:: Task objective ::
Write out the listing below word for word, keeping every line unchanged.

* start Data to use *

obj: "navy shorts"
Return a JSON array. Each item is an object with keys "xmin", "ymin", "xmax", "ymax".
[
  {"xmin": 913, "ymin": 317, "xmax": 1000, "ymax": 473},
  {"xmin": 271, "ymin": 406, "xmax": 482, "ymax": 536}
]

* end Data to use *

:: Correct answer ::
obj: "navy shorts"
Return a JSON array. Each item is an object with keys "xmin", "ymin", "xmax", "ymax".
[
  {"xmin": 913, "ymin": 317, "xmax": 1000, "ymax": 473},
  {"xmin": 271, "ymin": 406, "xmax": 482, "ymax": 536}
]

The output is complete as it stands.